_WORK REQUEST_
Whenever the word "cushion" turns up in a line below, that line should be copied.

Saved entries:

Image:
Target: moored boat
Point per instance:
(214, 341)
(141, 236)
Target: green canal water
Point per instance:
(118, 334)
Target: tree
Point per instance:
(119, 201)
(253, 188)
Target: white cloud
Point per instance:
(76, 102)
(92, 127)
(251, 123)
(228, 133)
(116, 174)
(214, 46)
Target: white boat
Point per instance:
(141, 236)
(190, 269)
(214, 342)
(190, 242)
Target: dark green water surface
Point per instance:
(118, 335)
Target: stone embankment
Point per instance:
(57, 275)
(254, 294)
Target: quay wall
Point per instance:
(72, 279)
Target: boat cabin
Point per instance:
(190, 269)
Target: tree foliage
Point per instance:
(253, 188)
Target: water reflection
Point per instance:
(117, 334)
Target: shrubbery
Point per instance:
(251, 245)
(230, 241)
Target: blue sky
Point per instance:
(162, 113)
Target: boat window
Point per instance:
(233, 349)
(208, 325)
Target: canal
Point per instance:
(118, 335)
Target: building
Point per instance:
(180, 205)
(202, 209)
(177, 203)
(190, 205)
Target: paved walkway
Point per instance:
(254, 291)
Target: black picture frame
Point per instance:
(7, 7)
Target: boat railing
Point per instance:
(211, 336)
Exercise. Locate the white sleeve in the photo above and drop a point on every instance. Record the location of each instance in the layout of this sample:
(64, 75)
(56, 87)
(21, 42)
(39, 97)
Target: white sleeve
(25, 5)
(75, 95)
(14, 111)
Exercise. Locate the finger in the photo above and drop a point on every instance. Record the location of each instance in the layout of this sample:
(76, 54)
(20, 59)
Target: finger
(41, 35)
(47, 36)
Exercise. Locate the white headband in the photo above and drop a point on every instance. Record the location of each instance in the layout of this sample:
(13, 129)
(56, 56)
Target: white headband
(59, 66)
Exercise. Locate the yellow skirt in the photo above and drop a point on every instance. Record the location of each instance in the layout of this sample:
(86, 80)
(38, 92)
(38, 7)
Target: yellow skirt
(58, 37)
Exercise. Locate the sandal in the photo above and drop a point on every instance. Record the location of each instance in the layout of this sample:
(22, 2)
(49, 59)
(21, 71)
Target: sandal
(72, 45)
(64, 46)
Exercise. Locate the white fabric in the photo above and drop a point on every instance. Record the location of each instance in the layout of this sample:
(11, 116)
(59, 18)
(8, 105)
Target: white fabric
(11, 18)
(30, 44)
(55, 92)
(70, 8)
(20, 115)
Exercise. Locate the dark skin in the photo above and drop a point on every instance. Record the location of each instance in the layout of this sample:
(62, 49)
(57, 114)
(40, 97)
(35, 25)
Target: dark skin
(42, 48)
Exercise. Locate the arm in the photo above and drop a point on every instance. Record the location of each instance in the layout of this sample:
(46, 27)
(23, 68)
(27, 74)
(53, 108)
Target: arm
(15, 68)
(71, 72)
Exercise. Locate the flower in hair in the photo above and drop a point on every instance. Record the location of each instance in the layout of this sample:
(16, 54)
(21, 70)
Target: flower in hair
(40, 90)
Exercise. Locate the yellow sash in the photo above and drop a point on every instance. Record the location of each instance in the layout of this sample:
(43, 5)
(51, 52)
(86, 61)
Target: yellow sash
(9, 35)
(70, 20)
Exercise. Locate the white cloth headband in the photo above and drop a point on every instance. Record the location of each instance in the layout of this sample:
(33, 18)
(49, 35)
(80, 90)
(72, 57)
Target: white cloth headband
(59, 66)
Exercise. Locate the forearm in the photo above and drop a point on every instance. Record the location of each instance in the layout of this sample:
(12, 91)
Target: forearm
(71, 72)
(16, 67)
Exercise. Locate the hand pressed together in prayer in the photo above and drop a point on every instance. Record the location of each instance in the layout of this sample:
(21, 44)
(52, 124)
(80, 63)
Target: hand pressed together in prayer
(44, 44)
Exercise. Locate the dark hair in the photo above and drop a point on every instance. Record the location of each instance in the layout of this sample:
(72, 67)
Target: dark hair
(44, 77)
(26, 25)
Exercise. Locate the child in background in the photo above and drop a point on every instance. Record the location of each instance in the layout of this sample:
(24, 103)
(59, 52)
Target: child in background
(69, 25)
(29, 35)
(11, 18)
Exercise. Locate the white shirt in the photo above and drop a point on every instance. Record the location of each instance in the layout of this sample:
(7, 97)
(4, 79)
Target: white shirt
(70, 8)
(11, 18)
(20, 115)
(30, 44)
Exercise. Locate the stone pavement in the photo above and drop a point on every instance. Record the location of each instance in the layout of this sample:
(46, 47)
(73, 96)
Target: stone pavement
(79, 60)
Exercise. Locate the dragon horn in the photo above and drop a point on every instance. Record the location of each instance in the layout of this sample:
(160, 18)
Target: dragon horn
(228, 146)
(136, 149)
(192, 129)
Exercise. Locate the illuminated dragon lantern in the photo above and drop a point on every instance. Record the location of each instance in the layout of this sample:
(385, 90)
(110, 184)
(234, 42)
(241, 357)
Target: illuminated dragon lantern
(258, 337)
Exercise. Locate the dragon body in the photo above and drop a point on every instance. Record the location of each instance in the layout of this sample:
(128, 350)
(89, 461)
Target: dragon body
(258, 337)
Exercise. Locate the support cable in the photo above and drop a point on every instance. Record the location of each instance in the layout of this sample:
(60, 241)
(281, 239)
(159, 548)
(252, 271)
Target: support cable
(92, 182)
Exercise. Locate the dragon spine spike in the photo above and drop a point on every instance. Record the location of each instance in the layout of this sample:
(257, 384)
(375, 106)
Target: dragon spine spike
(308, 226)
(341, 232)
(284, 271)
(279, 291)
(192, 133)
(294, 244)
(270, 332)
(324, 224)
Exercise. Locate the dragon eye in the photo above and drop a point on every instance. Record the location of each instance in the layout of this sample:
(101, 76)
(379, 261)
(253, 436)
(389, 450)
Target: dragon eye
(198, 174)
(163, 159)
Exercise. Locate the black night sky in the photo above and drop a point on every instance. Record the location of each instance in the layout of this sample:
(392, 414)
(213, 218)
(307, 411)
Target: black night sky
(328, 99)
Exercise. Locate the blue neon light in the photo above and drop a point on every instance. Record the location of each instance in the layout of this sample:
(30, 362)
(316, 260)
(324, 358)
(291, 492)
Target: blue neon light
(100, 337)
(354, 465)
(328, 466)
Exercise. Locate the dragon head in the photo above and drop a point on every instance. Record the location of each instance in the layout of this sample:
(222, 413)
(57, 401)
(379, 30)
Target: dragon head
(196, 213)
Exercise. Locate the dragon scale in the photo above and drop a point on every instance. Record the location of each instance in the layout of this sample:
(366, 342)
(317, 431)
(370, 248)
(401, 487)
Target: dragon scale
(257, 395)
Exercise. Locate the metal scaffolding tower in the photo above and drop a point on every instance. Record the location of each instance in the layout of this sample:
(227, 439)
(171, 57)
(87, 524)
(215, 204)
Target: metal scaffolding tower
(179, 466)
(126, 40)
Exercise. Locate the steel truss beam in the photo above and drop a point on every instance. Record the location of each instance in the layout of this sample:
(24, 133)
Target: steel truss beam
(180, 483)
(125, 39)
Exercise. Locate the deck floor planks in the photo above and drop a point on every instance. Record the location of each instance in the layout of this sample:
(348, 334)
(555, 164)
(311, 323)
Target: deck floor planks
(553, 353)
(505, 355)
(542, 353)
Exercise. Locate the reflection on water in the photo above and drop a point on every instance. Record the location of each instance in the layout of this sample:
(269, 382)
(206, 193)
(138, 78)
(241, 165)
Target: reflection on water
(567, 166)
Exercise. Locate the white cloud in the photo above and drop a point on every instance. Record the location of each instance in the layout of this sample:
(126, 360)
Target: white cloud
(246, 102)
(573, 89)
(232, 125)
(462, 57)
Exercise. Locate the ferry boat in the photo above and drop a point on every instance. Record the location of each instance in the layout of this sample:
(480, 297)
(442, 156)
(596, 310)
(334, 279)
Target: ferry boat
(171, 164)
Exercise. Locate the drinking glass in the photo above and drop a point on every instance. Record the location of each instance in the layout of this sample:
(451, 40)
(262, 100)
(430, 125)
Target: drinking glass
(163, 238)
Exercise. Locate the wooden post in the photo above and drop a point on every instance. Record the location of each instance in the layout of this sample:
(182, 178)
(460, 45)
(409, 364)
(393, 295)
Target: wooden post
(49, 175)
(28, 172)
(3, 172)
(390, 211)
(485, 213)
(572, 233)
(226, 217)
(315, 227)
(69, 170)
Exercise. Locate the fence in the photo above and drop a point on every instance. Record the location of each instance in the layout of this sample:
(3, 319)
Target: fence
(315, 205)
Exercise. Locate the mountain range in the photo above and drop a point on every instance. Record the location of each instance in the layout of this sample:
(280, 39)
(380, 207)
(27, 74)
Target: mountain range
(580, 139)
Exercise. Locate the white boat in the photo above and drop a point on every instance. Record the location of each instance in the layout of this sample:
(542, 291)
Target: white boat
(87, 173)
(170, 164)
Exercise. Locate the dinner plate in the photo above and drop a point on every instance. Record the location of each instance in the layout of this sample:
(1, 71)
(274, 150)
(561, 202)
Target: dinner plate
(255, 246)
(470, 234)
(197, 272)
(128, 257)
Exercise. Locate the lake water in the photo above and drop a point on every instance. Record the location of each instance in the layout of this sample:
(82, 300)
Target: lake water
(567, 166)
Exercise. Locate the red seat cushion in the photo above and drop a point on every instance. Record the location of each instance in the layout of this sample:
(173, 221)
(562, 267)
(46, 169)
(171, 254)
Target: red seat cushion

_SOLUTION_
Exercise. Locate the red seat cushion in the photo above and drop a point on every instance. Record the location of each instance in the layout of this sample:
Target: red seat cushion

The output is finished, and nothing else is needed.